### Directions
Write each entry out again exactly as it was given.

### The data
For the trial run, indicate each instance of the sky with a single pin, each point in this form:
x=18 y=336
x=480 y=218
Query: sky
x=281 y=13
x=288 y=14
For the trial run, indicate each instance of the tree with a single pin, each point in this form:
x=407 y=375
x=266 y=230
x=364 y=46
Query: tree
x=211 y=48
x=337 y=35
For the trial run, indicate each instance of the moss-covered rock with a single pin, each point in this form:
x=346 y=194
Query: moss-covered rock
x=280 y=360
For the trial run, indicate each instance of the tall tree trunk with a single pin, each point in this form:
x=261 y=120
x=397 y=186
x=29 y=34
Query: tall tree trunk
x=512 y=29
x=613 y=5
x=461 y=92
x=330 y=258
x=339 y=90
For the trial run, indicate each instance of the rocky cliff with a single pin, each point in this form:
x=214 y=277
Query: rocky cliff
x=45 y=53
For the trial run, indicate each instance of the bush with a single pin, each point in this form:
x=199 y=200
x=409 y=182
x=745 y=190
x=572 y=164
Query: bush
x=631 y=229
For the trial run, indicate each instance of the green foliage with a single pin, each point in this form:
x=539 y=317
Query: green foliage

### Answer to this exercise
For the trial run, indicate each instance of the sky with a single pin, each point in this form:
x=18 y=336
x=480 y=218
Query: sky
x=281 y=13
x=288 y=14
For the trial run, indicate each instance of the tree with a single pin, each point in this form:
x=407 y=375
x=266 y=230
x=364 y=46
Query: tree
x=211 y=48
x=337 y=35
For the trial run, indicate each instance of the moss-covered rock with a single pin, each point in this form:
x=346 y=194
Query: moss-covered rock
x=280 y=360
For the trial run, indicate each instance of the tall tree trunk with a single pin, each point in this form:
x=261 y=120
x=397 y=186
x=29 y=34
Query: tall tree trunk
x=512 y=29
x=613 y=5
x=461 y=92
x=330 y=258
x=339 y=90
For the trial run, indicate each instance of the rocky cliff with a single pin, each point in this form:
x=214 y=277
Query: rocky cliff
x=45 y=53
For the trial run, indicate each instance of the bush with a single pin, each point in this form:
x=199 y=200
x=409 y=182
x=745 y=190
x=572 y=164
Query: bush
x=631 y=229
For the trial run, indicate each instance of the green foliage with a single pin, each point in this form:
x=539 y=317
Query: green foliage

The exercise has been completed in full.